TEXTE À LIRE:

Tu nous fais voyager avec ton narrateur, naviguer entre les émotions et les scènes. J'ai trouvé les passages de lecture super chouettes, super mignons. J'ai beaucoup aimé le passage de moments volés à une amitié offerte, la scène du baiser est très chouette.
Et puis le clown Zigo, la chute avec la mort du taureau viennent ajouter de la personnalité au texte, un petit côté absurde qui fonctionne bien. J'avoue que je ne suis pas sûr de comment interpréter la chute, j'aime bien la vision d'Artichaut.
Mes remarques (mes passages préférés plutôt pour le coup xD) :
"Parfois, je lui montrais quelque chose sur une page Alors ses cheveux caressaient ma joue Et dans ma tête je ne savais plus Si c’étaient les lignes du récit Ou celles de ses mèches que je suivais des yeux" super passage !
"Dès le premier jour il avait compris Que je ne voulais pas jouer avec lui Une haine tacite et réciproque Fermenta dans nos cœurs puérils" xD très drôle !
Je continue...
Non, franchement c'est une très belle trouvaille ! au lecteur de se faire une interprétation (=
Je file lire la suite :)
joli souvenir des amours de jeunesse qui hantent tous nos esprits.
Ce texte nous ramène aux notres.
Merci pour ça.
Il y a juste cette derniere phrase qui interpele ! que vient elle faire ici. elle choque un peu, elle questionne.
C'est ma préférée :-)
Bruns
C'est que la rencontre avec cette petite fille a eu lieu dans le contexte de la feria de la Madeleine, à Mont-de-Marsan. Pendant que mes parents allaient assister à des corridas, on me faisait garder par ce clown Zygo. Plus tard, on m'a emmené voir davantage de corridas. Je crois que j'ai vu ma première becerrada à 6 ans. Plus tard, j'ai fini par condamner ces "spectacles" mais j'ai été élevé dans l'admiration d'Hemingway et de la tauromachie. Bref, il est vrai que, malgré mon hostilité à l'égard du clown, j'ai passé de nombreuses heures assis dans les arènes à souhaiter y retourner dans l'espoir de la revoir et à repenser à elle au lieu de regarder ce qui se passait sur le sable...

DONNÉES BRUTES:

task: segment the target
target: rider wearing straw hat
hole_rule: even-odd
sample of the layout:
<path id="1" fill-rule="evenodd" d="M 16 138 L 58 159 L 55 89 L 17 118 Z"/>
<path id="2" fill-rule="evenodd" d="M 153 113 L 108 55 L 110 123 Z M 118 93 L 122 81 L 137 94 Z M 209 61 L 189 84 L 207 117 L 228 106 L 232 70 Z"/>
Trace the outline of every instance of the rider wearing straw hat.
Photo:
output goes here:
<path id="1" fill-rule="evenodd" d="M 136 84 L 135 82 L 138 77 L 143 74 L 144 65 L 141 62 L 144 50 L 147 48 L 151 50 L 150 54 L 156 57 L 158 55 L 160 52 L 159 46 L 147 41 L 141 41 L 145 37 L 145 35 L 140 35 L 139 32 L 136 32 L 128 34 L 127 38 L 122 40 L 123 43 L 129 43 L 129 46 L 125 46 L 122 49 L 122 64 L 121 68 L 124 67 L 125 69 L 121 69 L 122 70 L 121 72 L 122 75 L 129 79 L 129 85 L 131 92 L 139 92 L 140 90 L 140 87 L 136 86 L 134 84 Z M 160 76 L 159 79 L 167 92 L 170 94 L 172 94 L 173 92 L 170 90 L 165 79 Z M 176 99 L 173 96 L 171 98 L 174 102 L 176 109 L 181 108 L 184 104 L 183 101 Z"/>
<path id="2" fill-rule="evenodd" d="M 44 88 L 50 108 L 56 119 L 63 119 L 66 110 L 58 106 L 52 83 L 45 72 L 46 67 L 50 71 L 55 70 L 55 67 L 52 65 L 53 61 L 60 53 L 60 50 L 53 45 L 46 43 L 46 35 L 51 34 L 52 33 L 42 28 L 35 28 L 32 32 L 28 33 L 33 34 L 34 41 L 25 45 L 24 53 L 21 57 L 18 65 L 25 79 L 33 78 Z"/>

CONSIGNES ÉCRITES:
1. Reproduisez fidèlement, dans les commentaires, tout le passage qui va de « Non, franchement c'est » jusqu'à « tous nos esprits. ».
2. Dans les commentaires, reformulez sous forme de liste le paragraphe qui commence par « C'est que la rencontre avec cette petite fille », en conservant ses faits principaux.

CORRIGÉ:
1.
Non, franchement c'est une très belle trouvaille ! au lecteur de se faire une interprétation (=
Je file lire la suite :)
joli souvenir des amours de jeunesse qui hantent tous nos esprits.

2.
- La rencontre avec la petite fille a eu lieu pendant la feria de la Madeleine, à Mont-de-Marsan.
- Pendant que mes parents assistaient à des corridas, j'étais gardé par le clown Zygo.
- Plus tard, on m'a emmené voir d'autres corridas, et je crois avoir vu ma première becerrada à 6 ans.
- Élevé dans l'admiration d'Hemingway et de la tauromachie, j'ai fini par condamner ces « spectacles ».
- Malgré mon hostilité envers le clown, j'ai passé de nombreuses heures dans les arènes à souhaiter y retourner pour la revoir et à penser à elle au lieu de regarder ce qui se passait sur le sable.